# What to do:
Copy out every line of the material below word for word, without changing anything.

* * * *

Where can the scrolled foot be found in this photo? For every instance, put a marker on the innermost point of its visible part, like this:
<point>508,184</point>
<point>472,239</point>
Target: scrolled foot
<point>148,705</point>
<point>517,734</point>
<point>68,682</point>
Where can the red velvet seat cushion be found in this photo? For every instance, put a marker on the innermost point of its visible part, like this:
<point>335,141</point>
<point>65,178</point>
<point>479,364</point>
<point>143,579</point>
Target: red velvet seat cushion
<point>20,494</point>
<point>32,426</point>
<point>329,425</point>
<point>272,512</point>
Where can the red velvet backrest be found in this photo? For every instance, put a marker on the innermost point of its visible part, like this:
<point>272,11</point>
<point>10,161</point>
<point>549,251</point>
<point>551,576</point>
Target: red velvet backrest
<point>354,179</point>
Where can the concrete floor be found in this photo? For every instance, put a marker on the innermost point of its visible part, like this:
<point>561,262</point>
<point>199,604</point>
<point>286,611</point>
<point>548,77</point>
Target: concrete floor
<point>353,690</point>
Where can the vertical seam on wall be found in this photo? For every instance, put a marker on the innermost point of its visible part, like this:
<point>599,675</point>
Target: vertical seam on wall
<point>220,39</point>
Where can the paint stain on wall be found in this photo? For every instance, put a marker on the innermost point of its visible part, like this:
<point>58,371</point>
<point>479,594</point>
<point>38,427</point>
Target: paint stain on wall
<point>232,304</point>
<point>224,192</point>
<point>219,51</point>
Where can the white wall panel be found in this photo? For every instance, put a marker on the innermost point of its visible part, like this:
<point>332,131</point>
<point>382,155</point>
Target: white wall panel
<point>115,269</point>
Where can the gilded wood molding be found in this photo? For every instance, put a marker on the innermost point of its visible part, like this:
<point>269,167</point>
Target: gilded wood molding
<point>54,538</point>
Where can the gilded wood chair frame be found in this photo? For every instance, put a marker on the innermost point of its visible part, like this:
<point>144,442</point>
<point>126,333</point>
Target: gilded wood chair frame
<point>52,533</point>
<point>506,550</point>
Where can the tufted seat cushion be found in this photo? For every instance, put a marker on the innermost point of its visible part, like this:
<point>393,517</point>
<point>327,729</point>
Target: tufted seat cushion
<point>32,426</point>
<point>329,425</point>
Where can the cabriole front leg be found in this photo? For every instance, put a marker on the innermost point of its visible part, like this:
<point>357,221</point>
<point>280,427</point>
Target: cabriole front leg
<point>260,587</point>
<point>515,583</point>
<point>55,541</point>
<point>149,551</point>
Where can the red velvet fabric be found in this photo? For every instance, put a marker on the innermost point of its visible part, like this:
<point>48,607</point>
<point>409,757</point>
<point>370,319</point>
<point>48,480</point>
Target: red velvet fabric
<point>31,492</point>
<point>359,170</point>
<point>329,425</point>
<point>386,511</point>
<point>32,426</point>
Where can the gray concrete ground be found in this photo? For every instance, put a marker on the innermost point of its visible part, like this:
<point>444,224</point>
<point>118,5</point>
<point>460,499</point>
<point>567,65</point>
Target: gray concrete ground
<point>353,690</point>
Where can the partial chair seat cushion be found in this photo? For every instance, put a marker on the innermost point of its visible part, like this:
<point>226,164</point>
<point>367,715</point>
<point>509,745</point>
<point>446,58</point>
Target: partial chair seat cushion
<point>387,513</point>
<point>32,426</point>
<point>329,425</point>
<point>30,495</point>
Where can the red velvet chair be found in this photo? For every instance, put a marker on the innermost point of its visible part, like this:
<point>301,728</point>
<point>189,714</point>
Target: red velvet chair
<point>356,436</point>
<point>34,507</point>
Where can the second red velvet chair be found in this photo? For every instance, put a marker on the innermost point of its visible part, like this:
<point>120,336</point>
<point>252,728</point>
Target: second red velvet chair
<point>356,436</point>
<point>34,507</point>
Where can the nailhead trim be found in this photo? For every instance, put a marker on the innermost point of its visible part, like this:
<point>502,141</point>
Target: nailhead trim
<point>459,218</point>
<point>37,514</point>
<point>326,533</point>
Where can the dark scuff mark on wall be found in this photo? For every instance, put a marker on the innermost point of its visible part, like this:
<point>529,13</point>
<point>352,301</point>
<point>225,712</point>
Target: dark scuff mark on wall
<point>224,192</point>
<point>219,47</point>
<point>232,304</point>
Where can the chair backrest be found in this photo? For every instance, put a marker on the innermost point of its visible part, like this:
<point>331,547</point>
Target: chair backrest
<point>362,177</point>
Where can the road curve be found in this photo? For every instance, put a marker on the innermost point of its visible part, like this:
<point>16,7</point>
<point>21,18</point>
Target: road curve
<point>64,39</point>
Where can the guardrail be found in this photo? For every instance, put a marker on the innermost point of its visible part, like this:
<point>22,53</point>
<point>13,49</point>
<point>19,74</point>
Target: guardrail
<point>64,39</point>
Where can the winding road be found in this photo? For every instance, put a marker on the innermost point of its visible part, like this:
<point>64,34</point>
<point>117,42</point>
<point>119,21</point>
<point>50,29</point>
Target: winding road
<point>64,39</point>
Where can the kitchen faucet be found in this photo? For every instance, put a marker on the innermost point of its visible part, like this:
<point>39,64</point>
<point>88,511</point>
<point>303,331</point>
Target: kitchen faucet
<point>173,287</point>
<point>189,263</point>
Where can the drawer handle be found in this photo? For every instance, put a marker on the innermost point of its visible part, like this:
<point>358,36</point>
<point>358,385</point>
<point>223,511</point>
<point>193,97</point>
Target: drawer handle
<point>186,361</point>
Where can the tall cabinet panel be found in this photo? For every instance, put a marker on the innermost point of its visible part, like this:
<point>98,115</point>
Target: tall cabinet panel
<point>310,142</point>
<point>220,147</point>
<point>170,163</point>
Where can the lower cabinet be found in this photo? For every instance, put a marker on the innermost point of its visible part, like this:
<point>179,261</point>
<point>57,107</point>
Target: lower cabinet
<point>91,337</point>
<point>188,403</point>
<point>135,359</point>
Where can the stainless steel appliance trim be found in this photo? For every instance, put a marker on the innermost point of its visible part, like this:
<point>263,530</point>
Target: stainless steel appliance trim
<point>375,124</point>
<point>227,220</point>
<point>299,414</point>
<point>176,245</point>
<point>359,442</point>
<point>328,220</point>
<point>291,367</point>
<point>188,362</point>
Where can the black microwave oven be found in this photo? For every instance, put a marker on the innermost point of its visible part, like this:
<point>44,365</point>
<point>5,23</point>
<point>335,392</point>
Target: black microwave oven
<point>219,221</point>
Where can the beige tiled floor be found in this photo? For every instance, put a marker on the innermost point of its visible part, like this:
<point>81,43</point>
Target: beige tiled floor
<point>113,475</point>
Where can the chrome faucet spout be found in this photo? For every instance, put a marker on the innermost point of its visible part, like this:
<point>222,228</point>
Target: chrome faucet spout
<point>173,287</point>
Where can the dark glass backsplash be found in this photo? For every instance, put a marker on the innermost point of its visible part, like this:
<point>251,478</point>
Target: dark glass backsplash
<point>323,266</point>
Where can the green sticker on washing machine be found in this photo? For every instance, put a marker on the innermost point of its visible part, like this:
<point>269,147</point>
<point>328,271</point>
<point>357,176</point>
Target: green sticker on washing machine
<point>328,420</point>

* * * *

# Answer to this problem:
Where can the scrolled foot be found in this photo? For every instance, put a marker on the innermost point of its visible part, like this:
<point>508,184</point>
<point>472,239</point>
Target: scrolled foot
<point>148,705</point>
<point>517,734</point>
<point>68,682</point>
Where can the red velvet seat cushion be found in this photo? For every instance, put a marker on the innermost point of its visible part, like this:
<point>335,141</point>
<point>65,178</point>
<point>479,364</point>
<point>143,579</point>
Target: red velvet seat cushion
<point>20,494</point>
<point>32,426</point>
<point>329,425</point>
<point>272,512</point>
Where can the red velvet backrest be found in this photo? For every instance, put a marker on the innermost point of its visible part, like this:
<point>272,11</point>
<point>10,161</point>
<point>549,251</point>
<point>551,576</point>
Target: red velvet backrest
<point>354,179</point>
Where can the concrete floor be found in this photo? For every instance, put a marker on the innermost point of its visible part, like this:
<point>561,262</point>
<point>199,604</point>
<point>286,611</point>
<point>548,77</point>
Target: concrete floor
<point>353,690</point>
Where can the vertical seam on wall be found in this photo? For every instance, put a marker on the innermost point of its visible part, like this:
<point>599,675</point>
Target: vertical seam on wall
<point>220,39</point>
Where can the paint stain on wall be found in this photo? For every instance, put a marker on the innermost point of its visible part, like this:
<point>58,371</point>
<point>479,594</point>
<point>38,427</point>
Target: paint stain on wall
<point>232,304</point>
<point>224,192</point>
<point>219,51</point>
Where can the white wall panel be found in this photo? For every instance, put a marker on the innermost point of its visible part, like this:
<point>332,131</point>
<point>382,155</point>
Target: white wall panel
<point>115,269</point>
Where can the gilded wood molding be found in this photo? For every instance, put a marker on the innermost point of its visible part, like this:
<point>269,167</point>
Target: gilded wood molding
<point>54,538</point>
Where can the gilded wood chair frame be found in this photo? For every instance, put a marker on the innermost point of its visible part, like this:
<point>144,442</point>
<point>126,333</point>
Target: gilded wood chair frame
<point>52,533</point>
<point>506,550</point>
Where can the tufted seat cushion be found in this photo? For every instance, put a marker on the innermost point of its visible part, like this:
<point>393,517</point>
<point>327,729</point>
Target: tufted seat cushion
<point>32,426</point>
<point>329,425</point>
Where can the cabriole front leg be found in this photo? For every instance, put a marker on the innermost point of its visible part, like this:
<point>357,221</point>
<point>280,427</point>
Target: cabriole front leg
<point>260,587</point>
<point>515,583</point>
<point>55,541</point>
<point>149,551</point>
Where can the red velvet fabric be found in this photo? For every instance, put a marker on the innermost point of its visible part, like this:
<point>48,607</point>
<point>409,757</point>
<point>370,319</point>
<point>48,480</point>
Target: red velvet fabric
<point>31,492</point>
<point>359,170</point>
<point>329,425</point>
<point>386,511</point>
<point>32,426</point>
Where can the gray concrete ground be found in this photo? For every instance, put a marker on the innermost point of its visible part, like this:
<point>444,224</point>
<point>118,5</point>
<point>460,499</point>
<point>567,65</point>
Target: gray concrete ground
<point>353,690</point>
Where can the partial chair seat cushion be found in this photo? For every instance, put a marker on the innermost point of its visible part, like this:
<point>226,164</point>
<point>367,715</point>
<point>509,745</point>
<point>446,58</point>
Target: partial chair seat cushion
<point>387,513</point>
<point>32,426</point>
<point>329,425</point>
<point>30,495</point>
Where can the red velvet chair be found in this photo? For every instance, put a marker on the innermost point of its visible part, like this:
<point>301,728</point>
<point>189,714</point>
Target: red velvet chair
<point>356,436</point>
<point>34,507</point>
Where can the second red velvet chair be found in this photo? For every instance, put a marker on the innermost point of its visible part, like this:
<point>120,336</point>
<point>252,728</point>
Target: second red velvet chair
<point>356,436</point>
<point>34,507</point>
Where can the nailhead trim be found in this photo? For every instance, put a marker on the innermost point of its visible part, like this:
<point>502,141</point>
Target: nailhead trim
<point>459,218</point>
<point>37,514</point>
<point>326,533</point>
Where can the dark scuff mark on wall be found in this photo? For every instance, put a marker on the innermost point of its visible part, like this:
<point>529,13</point>
<point>352,301</point>
<point>225,712</point>
Target: dark scuff mark on wall
<point>224,192</point>
<point>219,47</point>
<point>232,304</point>
Where can the chair backrest be found in this photo? For every instance, put a marker on the innermost point of its visible part, like this:
<point>331,547</point>
Target: chair backrest
<point>362,177</point>
Where can the road curve be found in this photo? For every instance, put a marker on the innermost point of its visible part, like this:
<point>16,7</point>
<point>21,18</point>
Target: road curve
<point>64,39</point>
Where can the guardrail be found in this photo? For every instance, put a marker on the innermost point of its visible part, like this:
<point>22,53</point>
<point>13,49</point>
<point>19,74</point>
Target: guardrail
<point>64,39</point>
Where can the winding road be found in this photo? For every instance, put a marker on the innermost point of its visible part, like this:
<point>64,34</point>
<point>117,42</point>
<point>119,21</point>
<point>50,29</point>
Target: winding road
<point>64,39</point>
Where can the kitchen faucet be found in this photo? For every instance, put a marker on the innermost point of its visible part, like this:
<point>39,64</point>
<point>88,511</point>
<point>303,331</point>
Target: kitchen faucet
<point>173,287</point>
<point>189,263</point>
Where can the drawer handle be found in this photo? For every instance, put a marker on the innermost point of its visible part, like this:
<point>358,36</point>
<point>358,385</point>
<point>223,511</point>
<point>193,97</point>
Target: drawer handle
<point>186,361</point>
Where can the tall cabinet panel be found in this photo? For every instance, put a marker on the innermost point of its visible part, like this:
<point>98,115</point>
Target: tall cabinet panel
<point>310,142</point>
<point>220,147</point>
<point>170,163</point>
Where can the lower cabinet be found in this photo? For every instance, put a marker on the innermost point of its visible part, like this:
<point>179,261</point>
<point>57,107</point>
Target: lower cabinet
<point>91,337</point>
<point>188,403</point>
<point>135,359</point>
Where can the stainless steel appliance trim be found in this photo? For every instance, put a marker on the innermost point of its visible part, like this:
<point>263,530</point>
Target: stainless steel appliance trim
<point>375,124</point>
<point>227,220</point>
<point>299,414</point>
<point>176,245</point>
<point>359,442</point>
<point>328,220</point>
<point>291,367</point>
<point>188,362</point>
Where can the black microwave oven be found in this photo? For every instance, put a marker on the innermost point of its visible part, like this:
<point>44,365</point>
<point>5,23</point>
<point>335,392</point>
Target: black microwave oven
<point>219,221</point>
Where can the beige tiled floor be found in this photo? For every instance, put a marker on the innermost point of its visible part, like this:
<point>81,43</point>
Target: beige tiled floor
<point>113,475</point>
Where can the chrome faucet spout be found in this photo? For every instance, put a marker on the innermost point of its visible part, like this:
<point>222,228</point>
Target: chrome faucet spout
<point>173,287</point>
Where can the dark glass backsplash be found in this photo? For every instance, put a marker on the innermost point of its visible part, like this:
<point>251,478</point>
Target: dark glass backsplash
<point>323,266</point>
Where can the green sticker on washing machine be found in this photo? For every instance, put a marker on the innermost point of its visible part, like this:
<point>269,147</point>
<point>328,271</point>
<point>357,176</point>
Target: green sticker on washing machine
<point>328,420</point>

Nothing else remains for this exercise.